Consigne 1 - D'après le texte sur la trajectoire IReF, de quel pourcentage le nombre de reportings réglementaires a-t-il augmenté depuis 2006 ?
Consigne 2 - Selon le texte sur la trajectoire IReF, pourquoi la production des reportings réglementaires entraîne-t-elle des coûts opérationnels importants ?
Consigne 3 - Reprenez le texte sur la trajectoire IReF là où il s'interrompt et rédigez la suite.

Extrait du texte -
Personnes marchant dans la rue

Quelle réponse à la trajectoire IReF : réponse stratégique ou tactique ?


Une explosion des reportings réglementaires depuis 20 ans… et ce n’est pas fini !


En résumé :

  • « La BCE prévoit le déploiement de l’initiative IReF (Integrated Reporting Framework) à horizon 2027 dont l’objectif est de normaliser la production des données réglementaires et de réduire la charge de travail dédiée à la production des reportings par les banques »
  • Les établissements doivent anticiper et adapter les évolutions réglementaires et s’interroger sur le modèle de données et le modèle opérationnel pour la production des reportings réglementaires d’ici là
  • Pour supporter la trajectoire IReF, la BCE a également proposé un dictionnaire de données (BIRD, Banks’ Integrated Reporting Dictionary)
  • Ces nouvelles attentes présentent également leur lot de challenges, les banques doivent anticiper l’agenda réglementaire à venir notamment sur la thématique ESG et l’intégration des données extra-financières

Depuis 2006 et la mise en place des Finrep / Corep, le nombre de reportings réglementaires a augmenté de 80% : reportings en normes locales (avec SURFI devenu RUBA en 2022), reportings BCE (solvabilité, liquidité…) réguliers et ad-hoc.  A ces reportings « core », de nombreux reportings « satellites » sont venus s’ajouter, permettant de produire de l’information analytique complémentaire : STE sur les taux d’intérêt, Fundings plans pour la planification, ainsi que de nombreuses demandes ad-hoc du régulateur (AQR, stress-tests…). Enfin, des reportings encore plus récents comme ANACREDIT et ANATITRE imposent de fournir de l’information très granulaire et transactionnelle.

La pression devrait encore s’accroître avec une réglementation ESG qui entre progressivement en vigueur : taxonomie verte déployée du 1er janvier 2022 à 2024, directive CSRD en 2023, exercices de stress-tests climatiques… Les banques doivent donc désormais gérer une quantité exponentielle de données granulaires à communiquer aux régulateurs pour se conformer aux exigences des déclarations.

Des coûts opérationnels de production importants découlent de la fréquence élevée, des délais très courts et des volumes importants à fournir. A ces éléments s’ajoute la complexité relative à la gestion des données collectées, les établissements bancaires devant stocker des volumes de données considérables et hétérogènes, issus de sources multiples.

Données fournies -

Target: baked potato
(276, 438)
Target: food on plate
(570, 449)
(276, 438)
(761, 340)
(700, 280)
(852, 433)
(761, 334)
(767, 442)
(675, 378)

Réponse rédigée 1 - Le nombre de reportings réglementaires a augmenté de 80 % depuis 2006.

Réponse rédigée 2 - Ces coûts découlent de la fréquence élevée, des délais très courts et des volumes importants à fournir. S'y ajoute la complexité de la gestion des données collectées, car les banques doivent stocker des volumes considérables et hétérogènes issus de sources multiples.

Réponse rédigée 3 -
Les banques doivent également s’assurer que les données fournies aux régulateurs via les différents reportings sont homogènes et cohérentes. Cet objectif n’est parfois pas aisé à atteindre en raison de l’hétérogénéité des sources de production des reportings et des référentiels. Le défi principal pour les banques consiste ainsi à répondre au mieux à la réglementation, sans détruire de valeur.

C’est pour aider les banques à répondre à ces défis que l’EBA a mené une étude permettant de comprendre les coûts réels des reportings réglementaires supportés par les banques. Quatre types de recommandations ont été émises à l’issue de cette étude en 2021 :

  • Changements dans le processus de développement du cadre européen
  • Modifications de la conception des exigences de reporting prudentiel de l’EBA et du contenu des rapports
  • Coordination et intégration des demandes de données et des exigences de reporting
  • Modification du processus de reporting, y compris via l’utilisation plus large de la technologie

Aujourd’hui, quelle est la réponse des directions financières ?

Les enjeux liés à la maîtrise des données ne sont pas nouveaux et les acteurs financiers s’y attèlent depuis plus d’une dizaine d’années. Tout repose ainsi sur la structuration d’un modèle de données unique et l’utilisation qui en est faite.

Il est donc nécessaire de mettre en place un modèle de données unique pour répondre à ces multiples enjeux permettant ainsi aux collaborateurs des environnements Finance de concentrer leurs efforts sur des tâches à plus forte valeur ajoutée.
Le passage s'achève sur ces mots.